- **Exercise input**:
- - - - -

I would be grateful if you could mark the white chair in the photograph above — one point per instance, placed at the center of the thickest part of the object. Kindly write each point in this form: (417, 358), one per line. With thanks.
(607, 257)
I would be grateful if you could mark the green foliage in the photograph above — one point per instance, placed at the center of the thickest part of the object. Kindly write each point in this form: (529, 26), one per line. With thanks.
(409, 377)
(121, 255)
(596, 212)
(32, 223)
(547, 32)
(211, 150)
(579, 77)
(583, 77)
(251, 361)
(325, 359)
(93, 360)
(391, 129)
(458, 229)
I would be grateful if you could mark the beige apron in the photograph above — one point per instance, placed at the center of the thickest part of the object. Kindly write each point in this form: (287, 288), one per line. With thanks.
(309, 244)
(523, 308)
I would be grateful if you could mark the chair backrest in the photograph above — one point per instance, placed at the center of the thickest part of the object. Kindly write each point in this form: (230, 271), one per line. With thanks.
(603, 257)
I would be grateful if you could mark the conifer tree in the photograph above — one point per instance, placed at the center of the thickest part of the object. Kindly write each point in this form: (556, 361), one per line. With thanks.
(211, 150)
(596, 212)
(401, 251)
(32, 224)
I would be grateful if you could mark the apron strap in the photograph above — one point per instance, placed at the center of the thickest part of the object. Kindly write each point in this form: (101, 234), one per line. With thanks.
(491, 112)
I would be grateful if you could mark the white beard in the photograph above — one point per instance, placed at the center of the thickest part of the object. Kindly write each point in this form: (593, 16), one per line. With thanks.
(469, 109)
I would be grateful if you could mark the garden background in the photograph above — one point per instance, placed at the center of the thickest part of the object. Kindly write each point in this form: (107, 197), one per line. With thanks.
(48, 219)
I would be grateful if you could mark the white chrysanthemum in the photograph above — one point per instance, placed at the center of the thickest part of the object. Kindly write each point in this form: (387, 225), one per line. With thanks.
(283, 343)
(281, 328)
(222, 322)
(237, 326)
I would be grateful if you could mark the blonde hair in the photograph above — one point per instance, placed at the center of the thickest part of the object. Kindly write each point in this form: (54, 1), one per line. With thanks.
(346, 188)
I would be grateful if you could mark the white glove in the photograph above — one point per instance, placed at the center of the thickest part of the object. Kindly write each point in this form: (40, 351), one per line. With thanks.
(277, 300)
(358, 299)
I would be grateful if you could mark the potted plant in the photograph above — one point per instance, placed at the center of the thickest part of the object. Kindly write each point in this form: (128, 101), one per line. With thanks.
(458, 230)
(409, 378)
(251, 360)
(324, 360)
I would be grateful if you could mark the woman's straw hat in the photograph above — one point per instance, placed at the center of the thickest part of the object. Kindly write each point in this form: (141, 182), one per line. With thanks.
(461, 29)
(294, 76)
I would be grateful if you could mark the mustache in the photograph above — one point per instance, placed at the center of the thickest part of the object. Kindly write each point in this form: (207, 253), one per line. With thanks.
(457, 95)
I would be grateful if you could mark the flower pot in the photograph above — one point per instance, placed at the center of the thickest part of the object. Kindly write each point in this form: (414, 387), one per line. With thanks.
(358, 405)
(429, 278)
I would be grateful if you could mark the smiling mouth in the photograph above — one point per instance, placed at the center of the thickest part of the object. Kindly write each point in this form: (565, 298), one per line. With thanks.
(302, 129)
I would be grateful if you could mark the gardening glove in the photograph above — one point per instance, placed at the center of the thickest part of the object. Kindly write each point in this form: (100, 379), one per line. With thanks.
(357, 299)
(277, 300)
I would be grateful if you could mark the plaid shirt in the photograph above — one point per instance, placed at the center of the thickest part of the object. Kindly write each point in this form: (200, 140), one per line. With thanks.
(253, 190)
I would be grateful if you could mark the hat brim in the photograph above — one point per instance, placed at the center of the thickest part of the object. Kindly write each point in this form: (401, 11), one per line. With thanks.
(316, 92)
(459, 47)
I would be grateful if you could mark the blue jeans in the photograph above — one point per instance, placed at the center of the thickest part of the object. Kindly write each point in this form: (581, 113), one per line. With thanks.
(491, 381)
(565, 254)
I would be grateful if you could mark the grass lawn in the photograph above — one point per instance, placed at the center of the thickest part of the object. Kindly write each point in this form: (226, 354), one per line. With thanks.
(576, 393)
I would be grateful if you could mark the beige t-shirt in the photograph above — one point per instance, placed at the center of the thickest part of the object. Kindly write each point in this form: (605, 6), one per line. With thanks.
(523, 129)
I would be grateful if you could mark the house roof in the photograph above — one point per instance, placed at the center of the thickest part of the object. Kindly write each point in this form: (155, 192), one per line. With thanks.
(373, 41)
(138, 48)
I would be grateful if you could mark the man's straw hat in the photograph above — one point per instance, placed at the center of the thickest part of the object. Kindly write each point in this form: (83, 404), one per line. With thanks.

- - - - -

Reproduce every row above, substituting "Please" for each occurrence of "Kindly" and changing nothing else.

I would be grateful if you could mark the white chair in the photograph above — one point per instance, placed at the center of the thickest part of the object. Please write each point in this form: (417, 358), one per line. With thanks.
(607, 257)
I would be grateful if you could mark the green foliage in the photograph above — one point per instance, placed at the center of the thickest part of the object. Please write each point in this form: (529, 26), one per line. With thanks.
(409, 377)
(121, 255)
(596, 212)
(32, 223)
(547, 32)
(211, 150)
(579, 77)
(583, 77)
(251, 361)
(325, 359)
(93, 360)
(391, 129)
(458, 229)
I would be grateful if you could mark the beige apron in the photograph above — one point per instance, placed at the center of the thickest part of the object. Please write each point in this form: (287, 288), one per line. With thanks.
(309, 244)
(523, 308)
I would be grateful if you could mark the chair backrest in the photograph above — one point per instance, placed at the center of the thickest part of the object. Please write each point in this form: (230, 271), one per line. With thanks.
(603, 257)
I would be grateful if you could mark the conifer tree in the photograph above — one point per instance, placed at the center of the thickest part of the object. Please write each point in this form: (556, 361), one per line. With thanks.
(211, 150)
(596, 212)
(401, 251)
(32, 224)
I would be grateful if you could mark the apron strap in the photograph above — one point per instance, placed at the center of the thickest part of the object. Please write each point in this form: (101, 234), one per line. With thanks.
(491, 112)
I would be grateful if you could mark the white beard in the photograph above — one point per instance, placed at the center of the thickest part of the object. Please write each point in this form: (593, 16), one per line. With thanks.
(469, 109)
I would be grateful if you could mark the garden background in the photograph above — one point per instance, placed at the center of the thickest part of the object. Please write each point in this form: (107, 197), one per line. With thanks.
(48, 219)
I would be grateful if you could mark the white chrysanthemum in the photograph above — one point per instance, placed at the center of the thickest part of the object. Please write each point in this form: (387, 225), one per line. With thanks.
(283, 343)
(281, 328)
(222, 322)
(237, 326)
I would be grateful if you could mark the blonde hair in the photograph above — one point per instance, placed at the center of the thickest part of the object. Please write each point in this form: (54, 1), one per line. With thanks.
(346, 188)
I would be grateful if you could mark the white glove in the photograph above — one point per instance, placed at the center of the thickest part of the object. Please write each point in this form: (40, 351), one per line. With thanks.
(277, 300)
(358, 299)
I would be grateful if you could mark the potted plant in the photograph above — one point per instance, placed at the center of the thickest part of the object. Please write each point in this form: (128, 101), one per line. With thanks.
(458, 230)
(409, 378)
(251, 360)
(324, 360)
I would be grateful if you could mark the woman's straw hat in the photograph above — one point per instance, placed at the center of the thickest part of the object. Please write each point in this form: (141, 182), one per line. With thanks.
(461, 29)
(294, 76)
I would be grateful if you could mark the mustache in the photograph above — one point per instance, placed at the center of the thickest part of the object. Please write each point in this form: (207, 253), one per line. With thanks.
(457, 95)
I would be grateful if you could mark the flower pot in the photograph above — one point per instance, placed at the center of the thickest part of the object. Please write each point in this form: (414, 387), one per line. With thanks.
(358, 405)
(429, 278)
I would be grateful if you could mark the smiling mouth in the photograph above — one point per instance, placed at the center of the thickest part of the object. Please write each point in this form: (565, 298), one per line. With thanks.
(302, 129)
I would be grateful if you could mark the gardening glove in the photograph above — one point per instance, placed at the center of the thickest part of the object. Please write each point in this form: (100, 379), one per line. With thanks.
(357, 299)
(277, 300)
I would be grateful if you could mark the plaid shirt in the photograph above — one point per instance, placed at the center of the thickest part of the object. Please write each point in this form: (200, 140), one per line. With thanks.
(253, 190)
I would be grateful if you could mark the hat brim in the photograph above — one point per instance, placed at the center of the thickest part of the object. Please write each point in this form: (401, 11), one per line. With thanks.
(316, 92)
(459, 47)
I would be grateful if you could mark the blue jeans in the photograph above — one point per instance, placed at the center of the thickest part of the object. Please write each point in this form: (581, 113), one per line. With thanks.
(491, 381)
(565, 254)
I would be grateful if you could mark the grass lawn in the photograph above — one point per instance, placed at the center of the thickest part of the object. Please write each point in this form: (226, 354), one per line. With thanks.
(576, 393)
I would be grateful if you could mark the beige t-shirt in the photograph above — one point per instance, placed at the center of the thickest part of the object. Please write each point in this form: (605, 6), one per line. With thanks.
(523, 129)
I would be grateful if you could mark the house roof in the photograph above — one point per instance, placed at the center of the thickest part of the object. Please write each point in this form: (155, 192), one per line. With thanks.
(373, 41)
(138, 48)
I would be grateful if you could mark the man's straw hat in the photograph above — one point per instance, placed at the center of the thickest part of the object. Please write each point in this form: (83, 404), one per line. With thanks.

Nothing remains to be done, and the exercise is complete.